**What is needed**
Update the lines below so that every "drop a dot" reads "place a point", with nothing else altered.

- - - - -

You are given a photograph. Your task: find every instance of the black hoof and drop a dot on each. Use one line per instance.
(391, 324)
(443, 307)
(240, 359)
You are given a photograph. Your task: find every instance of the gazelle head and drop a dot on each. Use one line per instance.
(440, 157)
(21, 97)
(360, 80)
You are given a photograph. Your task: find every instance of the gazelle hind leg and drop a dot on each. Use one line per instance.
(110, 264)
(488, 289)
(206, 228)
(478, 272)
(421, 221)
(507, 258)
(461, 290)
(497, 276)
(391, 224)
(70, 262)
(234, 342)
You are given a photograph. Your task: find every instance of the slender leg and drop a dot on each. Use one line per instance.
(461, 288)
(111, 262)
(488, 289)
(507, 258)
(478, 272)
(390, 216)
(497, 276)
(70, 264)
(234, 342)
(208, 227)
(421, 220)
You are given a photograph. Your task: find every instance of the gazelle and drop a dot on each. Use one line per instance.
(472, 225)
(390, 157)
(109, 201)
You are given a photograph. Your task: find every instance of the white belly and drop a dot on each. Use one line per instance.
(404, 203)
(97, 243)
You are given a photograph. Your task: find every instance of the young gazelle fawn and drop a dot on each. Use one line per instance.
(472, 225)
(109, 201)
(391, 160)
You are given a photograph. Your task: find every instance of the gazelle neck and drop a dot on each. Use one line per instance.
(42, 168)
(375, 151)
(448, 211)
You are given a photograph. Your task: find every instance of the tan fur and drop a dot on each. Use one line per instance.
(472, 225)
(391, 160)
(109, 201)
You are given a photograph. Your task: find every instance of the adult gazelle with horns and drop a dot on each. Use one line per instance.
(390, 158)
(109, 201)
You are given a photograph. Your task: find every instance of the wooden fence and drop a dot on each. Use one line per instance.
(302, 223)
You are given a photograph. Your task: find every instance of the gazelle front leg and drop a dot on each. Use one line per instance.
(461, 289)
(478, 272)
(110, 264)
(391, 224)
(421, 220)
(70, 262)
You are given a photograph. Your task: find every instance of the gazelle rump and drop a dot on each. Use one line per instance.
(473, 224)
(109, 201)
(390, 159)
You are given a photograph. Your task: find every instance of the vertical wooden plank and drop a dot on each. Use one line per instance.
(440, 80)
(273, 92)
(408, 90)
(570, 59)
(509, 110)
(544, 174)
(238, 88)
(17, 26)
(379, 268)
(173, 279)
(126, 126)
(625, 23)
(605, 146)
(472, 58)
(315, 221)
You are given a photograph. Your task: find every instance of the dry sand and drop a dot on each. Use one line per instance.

- - - - -

**Written solution**
You are given a photograph. Your task: find every instance of the black hoof and place a point on each. Use one line per instance.
(391, 324)
(443, 307)
(240, 359)
You are given a photograph. Your task: find every instance of the gazelle head and place a point on each. Use one line per instance.
(440, 157)
(21, 97)
(360, 80)
You are given a photograph. Your task: find every instance of the gazelle hind leg and place a point on each. Use one line per instance.
(110, 264)
(488, 289)
(206, 228)
(478, 272)
(421, 221)
(507, 258)
(461, 290)
(497, 276)
(391, 224)
(70, 262)
(234, 342)
You are given a photograph. Your task: find every instance of the slender leg and place a point on each. Use one line per instance.
(461, 288)
(111, 262)
(488, 289)
(507, 258)
(478, 272)
(390, 216)
(497, 276)
(70, 264)
(234, 342)
(208, 227)
(421, 220)
You are given a photograph. Your task: find every instance of the gazelle and place a point on each. Use one line per instance.
(472, 225)
(390, 157)
(109, 201)
You are given a photograph. Your task: find every instance of the white belly and place a point on each. Use one line per instance.
(404, 203)
(97, 243)
You are given a photograph. Your task: find every instance of the young gazelle fawn and place a point on each. Use one line per instance.
(472, 225)
(109, 201)
(391, 160)
You are given a photograph. Your task: find every instance of the gazelle neck and place a point on each. Use one line per instance.
(42, 168)
(375, 151)
(448, 211)
You are given a photograph. Your task: find every instance of the tan fur and place a point on each. Use one line per instance.
(472, 225)
(391, 160)
(109, 201)
You are given a photograph. Your task: find every instance of the adult gazelle with horns and place a point on each. Use one line per instance.
(390, 158)
(109, 201)
You are given a photograph. Your task: find every instance of the wooden fence and place a point on each. Use one line per instance.
(302, 223)
You are given a photograph. Your task: find every instance of the gazelle front leg and place a point on each. Use one line per instance.
(461, 289)
(478, 272)
(110, 264)
(391, 224)
(421, 220)
(70, 262)
You are given a photograph. Your task: find every instance of the gazelle rump and place a point on each. Use one line per instance.
(473, 224)
(109, 201)
(390, 159)
You are given a photograph. Your task: find every instance of the vertical wooden plank and place a point on each. Use one line per instance.
(440, 80)
(273, 92)
(408, 90)
(570, 59)
(509, 110)
(544, 174)
(238, 88)
(17, 26)
(379, 268)
(173, 279)
(126, 126)
(625, 23)
(605, 146)
(472, 58)
(315, 221)
You are given a photograph. Your task: find every instance of the dry sand and place a point on each. Use one line per instance.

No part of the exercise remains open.